## What you need to do
Pick up the passage on eductors after its last sentence and carry it forward.

## Selection

Eductors (also known as jet ejector pumps or Venturi pumps) are an
efficient way to pump or move many types of liquids and gases.
Eductors generally utilize the kinetic energy of one species to
cause the flow of another. In operation, the pressure energy of the
motive liquid is converted to velocity energy by a converging
nozzle. The high velocity flow then entrains another species (such
as solids from the devolatilization unit 201). The mixture is then
converted back to an intermediate pressure after passing through a
diffuser. Eductors can also balance pressure drops and aid in
overall heat transfer.
[0118] In some embodiments, the eductor is used to convey the
material leaving the devolatilization unit 201 and entering the
reformer reactor 301 (such as eductor 266 shown in FIG. 2A). In
certain embodiments, the drive gas for this eductor is steam and/or
oxygen that is introduced into the reformer reactor 301.
[0119] An eductor 600 that can be used in particular embodiments is
depicted in FIG. 6, which is exemplary and non-limiting. With
reference to FIG. 6, generally solids and (if present) gases enter
as stream 601, which can be referred to as the motive phase. In
some embodiments, additional vapor is added in streams 610, which
collectively can be referred to interchangeably as the suction
fluid, the educted fluid, or the eductor drive fluid.
[0120] The eductor 600 in FIG. 6 is characterized by a first
cross-sectional area 640 and a second, smaller cross-sectional area
150. The area reduction causes a lower pressure, which creates a
suction effect to pull material forward. The material velocity
increases through the smaller area 150, and then returns to a lower
velocity downstream of the area reduction, according to a momentum
balance. Stream 190 exits the eductor 600.
[0121] Streams 610 are shown in FIG. 6 to enter at an angle denoted
620. This angle can be any angle but in some embodiments is greater
than about 0 degrees and less than about 90 degrees. An angle of 0
degrees produces co-incident flow of the suction fluid and the
motive phase, while an angle of 90 degrees produces perpendicular
injection of the suction fluid into the eductor. An angle of
greater than 90 degrees, and up to 180 degrees, represents
injection of the suction fluid in a direction flowing upstream
relative to the movement of the motive phase. Exemplary angles of
entry in various embodiments include angles between about 10 to
about 60 degrees, and in certain embodiments, the angle is about
any of 30, 35, 40, or 45 degrees.

## Stored data
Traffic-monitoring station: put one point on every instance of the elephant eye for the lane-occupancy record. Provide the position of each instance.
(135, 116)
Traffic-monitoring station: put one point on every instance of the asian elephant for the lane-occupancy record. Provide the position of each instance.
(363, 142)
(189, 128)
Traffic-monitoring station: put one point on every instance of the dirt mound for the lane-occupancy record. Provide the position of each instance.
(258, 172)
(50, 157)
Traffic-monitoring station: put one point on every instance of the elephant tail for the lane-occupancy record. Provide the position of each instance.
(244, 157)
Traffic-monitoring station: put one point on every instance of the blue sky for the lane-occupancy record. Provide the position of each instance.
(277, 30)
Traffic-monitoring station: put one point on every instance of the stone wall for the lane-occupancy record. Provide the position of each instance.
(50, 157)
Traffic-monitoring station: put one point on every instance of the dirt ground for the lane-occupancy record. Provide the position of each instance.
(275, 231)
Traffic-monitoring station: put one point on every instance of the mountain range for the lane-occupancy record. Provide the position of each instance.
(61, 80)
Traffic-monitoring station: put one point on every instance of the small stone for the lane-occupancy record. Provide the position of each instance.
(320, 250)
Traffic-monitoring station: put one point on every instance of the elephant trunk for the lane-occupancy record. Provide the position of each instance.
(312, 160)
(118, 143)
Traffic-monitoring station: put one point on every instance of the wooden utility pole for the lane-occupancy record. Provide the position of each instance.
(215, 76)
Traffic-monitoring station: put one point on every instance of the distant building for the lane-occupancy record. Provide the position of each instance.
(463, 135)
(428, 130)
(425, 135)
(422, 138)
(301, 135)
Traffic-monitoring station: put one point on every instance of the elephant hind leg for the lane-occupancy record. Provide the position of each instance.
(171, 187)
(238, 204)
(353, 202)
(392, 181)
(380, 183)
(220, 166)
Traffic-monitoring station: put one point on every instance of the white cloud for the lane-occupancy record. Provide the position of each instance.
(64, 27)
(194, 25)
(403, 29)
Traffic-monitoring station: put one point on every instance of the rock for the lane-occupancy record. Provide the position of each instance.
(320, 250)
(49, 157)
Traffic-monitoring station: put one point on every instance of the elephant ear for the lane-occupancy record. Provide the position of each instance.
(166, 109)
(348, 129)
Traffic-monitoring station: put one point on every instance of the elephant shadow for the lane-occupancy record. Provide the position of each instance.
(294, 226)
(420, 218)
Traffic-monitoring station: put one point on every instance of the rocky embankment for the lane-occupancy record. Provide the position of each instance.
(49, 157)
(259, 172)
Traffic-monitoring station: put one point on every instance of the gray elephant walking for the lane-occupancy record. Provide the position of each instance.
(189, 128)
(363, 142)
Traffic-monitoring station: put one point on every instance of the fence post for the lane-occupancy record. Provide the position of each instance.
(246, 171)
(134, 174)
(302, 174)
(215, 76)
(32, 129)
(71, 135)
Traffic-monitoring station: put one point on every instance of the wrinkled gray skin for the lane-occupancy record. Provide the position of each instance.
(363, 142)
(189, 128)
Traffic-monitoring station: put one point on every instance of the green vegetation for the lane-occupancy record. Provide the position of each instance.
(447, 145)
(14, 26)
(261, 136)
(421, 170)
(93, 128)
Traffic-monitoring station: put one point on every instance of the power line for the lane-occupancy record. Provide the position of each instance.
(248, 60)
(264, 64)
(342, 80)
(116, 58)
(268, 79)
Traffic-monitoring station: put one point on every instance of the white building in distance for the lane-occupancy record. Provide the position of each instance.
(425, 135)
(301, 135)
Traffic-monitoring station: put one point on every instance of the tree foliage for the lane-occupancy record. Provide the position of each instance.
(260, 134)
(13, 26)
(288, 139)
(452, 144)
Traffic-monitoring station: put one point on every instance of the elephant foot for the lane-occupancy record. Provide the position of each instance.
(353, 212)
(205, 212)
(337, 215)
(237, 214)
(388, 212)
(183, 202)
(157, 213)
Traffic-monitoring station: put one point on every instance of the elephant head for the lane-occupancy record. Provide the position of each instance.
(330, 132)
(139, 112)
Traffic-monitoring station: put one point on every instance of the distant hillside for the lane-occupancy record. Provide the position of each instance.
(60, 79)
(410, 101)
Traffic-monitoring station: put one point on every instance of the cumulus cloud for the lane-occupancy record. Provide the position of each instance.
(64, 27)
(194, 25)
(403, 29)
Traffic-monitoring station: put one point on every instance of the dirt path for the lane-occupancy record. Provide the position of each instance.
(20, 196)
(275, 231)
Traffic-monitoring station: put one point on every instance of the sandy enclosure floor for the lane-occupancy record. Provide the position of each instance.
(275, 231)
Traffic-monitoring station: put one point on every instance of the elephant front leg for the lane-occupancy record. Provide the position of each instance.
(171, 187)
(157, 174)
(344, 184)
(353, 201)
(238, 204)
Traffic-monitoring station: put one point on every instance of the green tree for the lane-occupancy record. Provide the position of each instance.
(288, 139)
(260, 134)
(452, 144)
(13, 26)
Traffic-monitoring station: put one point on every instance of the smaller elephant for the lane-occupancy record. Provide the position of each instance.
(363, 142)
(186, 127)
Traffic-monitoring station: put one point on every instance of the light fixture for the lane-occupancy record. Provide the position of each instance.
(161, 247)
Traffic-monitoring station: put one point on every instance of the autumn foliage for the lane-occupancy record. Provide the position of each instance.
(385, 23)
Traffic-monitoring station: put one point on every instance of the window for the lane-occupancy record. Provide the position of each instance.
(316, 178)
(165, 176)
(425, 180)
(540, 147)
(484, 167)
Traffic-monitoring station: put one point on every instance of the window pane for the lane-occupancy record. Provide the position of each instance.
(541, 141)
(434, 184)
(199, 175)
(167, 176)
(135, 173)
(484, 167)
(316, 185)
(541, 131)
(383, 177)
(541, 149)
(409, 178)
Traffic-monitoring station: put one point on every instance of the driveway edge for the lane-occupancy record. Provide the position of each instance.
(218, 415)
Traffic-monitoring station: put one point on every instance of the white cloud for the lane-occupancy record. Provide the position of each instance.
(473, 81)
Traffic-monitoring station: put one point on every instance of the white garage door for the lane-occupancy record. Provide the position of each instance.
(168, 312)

## Solved exercise
[0122] While FIG. 6 shows two streams 610 entering the eductor 600,
other embodiments can include 1, 3, 4, 5, or more locations where
suction-fluid enters the eductor 600. By "streams 610" it is meant
any number of actual streams, including a single stream of suction
fluid. These different entries can all be characterized by the same
angle. Alternatively, different angles may be used.
[0123] According to embodiments of the present invention, stream
601 can be at least a portion of the solid-vapor mixture exiting
the devolatilization unit 201. Stream 601 can enter the eductor 600
by means of a single-screw (auger) conveyer, a twin-screw device,
or by any other means. Streams 610 can be one or more of steam,
oxygen, and air. The amount of steam or oxygen to inject by means
of streams 610 can be the amount that is desired for the steam
reforming and/or partial-oxidation steps downstream of the
devolatilization unit 201, or can be a different amount.
[0124] In addition to adding reactants to the process, streams 610
also can enhance mixing efficiency within the eductor 600, so that
species can be well-mixed upon entering the reformer reactor 301.
Without being limited to any particular theory, it is believed that
the solid material entering in stream 601 is characterized by
laminar flow or plug flow; the suction fluid from 610 is thought to
cause an onset of turbulent flow within the eductor 600. Turbulence
is known to enhance mixing and can also help break apart the solids
and reduce particle size. The exact nature of this onset of
turbulence is generally a function of the velocity and pressure of
streams 601 and 610, the areas 640 and 150, the angle 620 (or
plurality of angles), and the nature of the motive and suction
fluids. The eductor 600 can also be suitable for multiphase annular
flow from the devolatilization unit 201 to said heated reaction
vessel 301.
[0125] As will be appreciated, other gases besides H.sub.2O and
O.sub.2 for streams 610 can additionally or alternatively be used.
Other gases that could be used include, but are not limited to,
recycled syngas, recycled steam possibly containing various
impurities, such as CO.sub.2, N.sub.2, methanol vapor, ethanol
vapor, etc.
[0126] The eductor 600 can be employed in any step of the process
described herein, such as the removal of ash-rich solids or other
purge streams (such as eductor 330 in FIG. 4) or the mixing of
oxygen and steam with syngas (such as eductor 900 in FIG. 5).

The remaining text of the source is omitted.